What to produce: What you return must match the records exactly, with every line included.

== Segment start ==

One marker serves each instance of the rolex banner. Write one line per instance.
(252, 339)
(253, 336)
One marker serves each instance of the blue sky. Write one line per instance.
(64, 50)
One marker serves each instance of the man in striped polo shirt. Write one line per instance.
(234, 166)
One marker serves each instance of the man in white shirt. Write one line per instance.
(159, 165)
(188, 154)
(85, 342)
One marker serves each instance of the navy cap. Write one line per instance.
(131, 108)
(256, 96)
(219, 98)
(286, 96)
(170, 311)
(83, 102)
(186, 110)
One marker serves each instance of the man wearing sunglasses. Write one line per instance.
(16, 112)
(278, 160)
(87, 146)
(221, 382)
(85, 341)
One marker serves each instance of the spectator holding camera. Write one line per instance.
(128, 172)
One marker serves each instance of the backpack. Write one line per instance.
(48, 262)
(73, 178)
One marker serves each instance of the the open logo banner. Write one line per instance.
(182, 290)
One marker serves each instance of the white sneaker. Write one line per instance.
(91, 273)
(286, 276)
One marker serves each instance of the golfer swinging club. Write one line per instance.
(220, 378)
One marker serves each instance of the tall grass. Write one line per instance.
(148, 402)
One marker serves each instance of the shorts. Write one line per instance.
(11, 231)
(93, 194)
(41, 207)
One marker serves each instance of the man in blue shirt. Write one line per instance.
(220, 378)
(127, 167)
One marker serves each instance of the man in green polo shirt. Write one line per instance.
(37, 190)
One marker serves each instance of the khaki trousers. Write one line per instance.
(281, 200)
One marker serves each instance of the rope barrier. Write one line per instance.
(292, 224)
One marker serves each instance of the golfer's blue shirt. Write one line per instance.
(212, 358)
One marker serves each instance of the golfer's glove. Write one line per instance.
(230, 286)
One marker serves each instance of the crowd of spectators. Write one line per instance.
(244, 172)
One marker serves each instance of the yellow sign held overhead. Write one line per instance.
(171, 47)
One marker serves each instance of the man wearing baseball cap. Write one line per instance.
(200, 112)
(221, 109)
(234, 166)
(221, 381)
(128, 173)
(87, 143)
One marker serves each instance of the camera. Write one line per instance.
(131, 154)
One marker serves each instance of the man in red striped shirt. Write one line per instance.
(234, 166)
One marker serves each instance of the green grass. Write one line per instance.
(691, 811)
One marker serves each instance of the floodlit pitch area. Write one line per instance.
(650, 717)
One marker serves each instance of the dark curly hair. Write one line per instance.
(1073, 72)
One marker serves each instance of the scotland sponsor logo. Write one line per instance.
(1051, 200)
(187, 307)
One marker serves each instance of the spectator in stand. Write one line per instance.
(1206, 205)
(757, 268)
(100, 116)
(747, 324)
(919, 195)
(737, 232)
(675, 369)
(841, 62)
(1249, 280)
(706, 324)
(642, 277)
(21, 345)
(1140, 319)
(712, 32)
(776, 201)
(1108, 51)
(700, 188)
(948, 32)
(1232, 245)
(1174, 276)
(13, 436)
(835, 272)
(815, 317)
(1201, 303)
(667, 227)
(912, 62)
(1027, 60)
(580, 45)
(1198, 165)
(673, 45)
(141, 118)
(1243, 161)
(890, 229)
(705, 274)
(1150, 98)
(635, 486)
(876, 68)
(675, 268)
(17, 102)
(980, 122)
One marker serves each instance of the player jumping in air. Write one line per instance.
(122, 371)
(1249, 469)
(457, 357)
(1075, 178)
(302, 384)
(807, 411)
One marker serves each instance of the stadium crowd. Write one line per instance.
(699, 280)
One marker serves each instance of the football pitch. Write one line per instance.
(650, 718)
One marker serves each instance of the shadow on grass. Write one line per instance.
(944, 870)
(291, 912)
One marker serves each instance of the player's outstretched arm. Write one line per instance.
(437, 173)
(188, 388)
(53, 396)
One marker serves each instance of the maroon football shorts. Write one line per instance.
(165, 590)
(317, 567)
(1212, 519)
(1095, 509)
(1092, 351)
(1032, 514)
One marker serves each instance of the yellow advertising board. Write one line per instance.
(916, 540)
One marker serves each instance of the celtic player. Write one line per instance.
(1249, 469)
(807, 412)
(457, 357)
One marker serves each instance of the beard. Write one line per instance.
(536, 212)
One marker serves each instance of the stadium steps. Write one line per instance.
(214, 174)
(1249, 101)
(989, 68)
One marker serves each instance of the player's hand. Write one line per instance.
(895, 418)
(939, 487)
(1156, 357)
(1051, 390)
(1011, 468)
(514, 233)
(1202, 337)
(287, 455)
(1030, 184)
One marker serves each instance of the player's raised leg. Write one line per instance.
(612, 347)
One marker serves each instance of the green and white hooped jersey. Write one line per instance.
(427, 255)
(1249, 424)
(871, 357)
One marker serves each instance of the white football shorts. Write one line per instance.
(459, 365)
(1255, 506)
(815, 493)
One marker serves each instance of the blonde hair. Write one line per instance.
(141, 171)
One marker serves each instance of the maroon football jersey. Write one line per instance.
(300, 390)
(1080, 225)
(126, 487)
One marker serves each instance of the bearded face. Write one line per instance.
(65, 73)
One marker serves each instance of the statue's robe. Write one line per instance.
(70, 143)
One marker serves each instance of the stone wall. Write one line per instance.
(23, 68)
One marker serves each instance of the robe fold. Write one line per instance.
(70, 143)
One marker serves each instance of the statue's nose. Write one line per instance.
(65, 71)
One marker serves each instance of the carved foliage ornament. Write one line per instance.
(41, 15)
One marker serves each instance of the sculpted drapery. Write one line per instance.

== Segment end ==

Exercise output:
One marker serves each instance of the rolex banner. Write one line per instance.
(252, 339)
(253, 336)
One marker serves each instance of the blue sky. Write one line per instance.
(64, 50)
One marker serves each instance of the man in striped polo shirt. Write one line per instance.
(234, 166)
One marker serves each instance of the man in white shirt. Write one line per instance.
(159, 165)
(188, 154)
(85, 342)
One marker serves each instance of the navy cap. Write one line per instance.
(131, 108)
(256, 96)
(219, 98)
(286, 96)
(170, 311)
(83, 102)
(186, 110)
One marker serves each instance of the man wearing sunglasses. Write one line per instance.
(16, 112)
(278, 160)
(87, 146)
(221, 382)
(85, 341)
One marker serves each instance of the spectator holding camera. Write one line per instance.
(128, 172)
One marker serves each instance of the backpack. Write one line per instance.
(48, 262)
(73, 178)
One marker serves each instance of the the open logo banner. Write one line per instance.
(182, 290)
One marker serves each instance of the white sneaker. Write one line per instance.
(91, 273)
(286, 276)
One marker serves each instance of the golfer swinging club. Write one line per instance.
(220, 378)
One marker serves each instance of the tall grass. Write one line per instance.
(148, 402)
One marker serves each instance of the shorts. Write one line per instance.
(11, 231)
(93, 194)
(41, 207)
One marker serves each instance of the man in blue shirt. Write one line per instance.
(220, 378)
(127, 167)
One marker serves each instance of the man in green polo shirt. Write one line per instance.
(37, 190)
One marker serves each instance of the khaki trousers. Write one line per instance.
(281, 200)
One marker serves each instance of the rope barrier. Write one line per instance.
(292, 224)
One marker serves each instance of the golfer's blue shirt. Write one line per instance.
(212, 358)
One marker serves each instance of the golfer's glove. Write one line per instance.
(230, 286)
One marker serves each instance of the crowd of spectators. Write one line per instance.
(244, 172)
One marker serves each instance of the yellow sign held overhead. Write one line per instance.
(171, 47)
One marker serves each instance of the man wearing baseball cap. Write one line per instance.
(200, 112)
(221, 109)
(234, 166)
(221, 381)
(128, 173)
(87, 143)
One marker serves each instance of the camera. Write one line per instance.
(131, 154)
One marker serves each instance of the man in red striped shirt. Write one line per instance.
(234, 166)
One marker serves each instance of the green grass. Write one line per instance.
(691, 811)
One marker serves each instance of the floodlit pitch area. Write one line per instance.
(650, 717)
One marker serves each instance of the dark curly hair. Write one line per instance.
(1073, 72)
One marker serves each instance of the scotland sponsor logo. Write one line per instance.
(1051, 200)
(187, 307)
One marker serves each instance of the spectator in stand. Write one line per instance.
(1206, 205)
(757, 268)
(100, 116)
(747, 324)
(919, 195)
(737, 232)
(675, 369)
(841, 62)
(1249, 280)
(706, 324)
(642, 277)
(21, 345)
(1140, 319)
(712, 32)
(776, 201)
(1108, 51)
(700, 188)
(948, 32)
(1232, 245)
(1174, 276)
(13, 436)
(835, 272)
(815, 317)
(1201, 303)
(667, 227)
(912, 62)
(1027, 60)
(580, 45)
(1198, 165)
(673, 45)
(141, 118)
(1243, 161)
(890, 229)
(705, 274)
(1150, 98)
(635, 486)
(876, 68)
(675, 268)
(17, 102)
(980, 122)
One marker serves each instance of the player jumping in air. Write one line per instance.
(122, 371)
(1249, 469)
(457, 357)
(1075, 178)
(302, 384)
(807, 411)
One marker serves each instance of the stadium crowd. Write one line per instance.
(699, 280)
One marker serves each instance of the football pitch. Write one line per instance.
(650, 718)
One marker serves each instance of the shadow on grass. Write one line per instance.
(944, 870)
(291, 912)
One marker serves each instance of the player's outstretched arm. Write one line per instance.
(437, 173)
(188, 388)
(53, 396)
One marker serves each instance of the maroon football shorts. Write one line per instance.
(165, 590)
(317, 567)
(1212, 519)
(1095, 509)
(1092, 351)
(1032, 514)
One marker serves each instance of the yellow advertising board. Write one line per instance.
(916, 540)
One marker serves each instance of the celtic player. Write one line per instance.
(1249, 469)
(807, 412)
(457, 357)
One marker serves each instance of the beard. Write one line per instance.
(536, 212)
One marker serves each instance of the stadium steps. Write one line per instance.
(214, 174)
(1249, 101)
(989, 68)
One marker serves each instance of the player's hand. Write one line per instance.
(895, 418)
(939, 487)
(1156, 357)
(1051, 390)
(1011, 468)
(514, 233)
(1202, 337)
(287, 455)
(1030, 184)
One marker serves each instance of the player's raised leg. Write one line per instance.
(612, 347)
One marker serves each instance of the green and white hooped jersey. Write one line per instance.
(427, 255)
(1249, 424)
(871, 357)
One marker serves each instance of the white football shorts. Write one line per instance.
(459, 365)
(1255, 506)
(815, 493)
One marker serves each instance of the blonde hair. Write one line per instance.
(141, 171)
One marker serves each instance of the maroon football jersey. Write one line per instance.
(300, 390)
(1080, 225)
(126, 487)
One marker serves each instance of the bearded face. Write one line per instance.
(65, 73)
One marker serves each instance of the statue's robe. Write one line per instance.
(70, 143)
One marker serves each instance of the stone wall. Write one line per instance.
(23, 68)
One marker serves each instance of the robe fold. Write one line per instance.
(70, 143)
One marker serves each instance of the statue's nose. Write one line per instance.
(65, 71)
One marker serves each instance of the carved foliage ornament. Write one line per instance.
(41, 15)
One marker serves each instance of the sculpted drapery. Write one line per instance.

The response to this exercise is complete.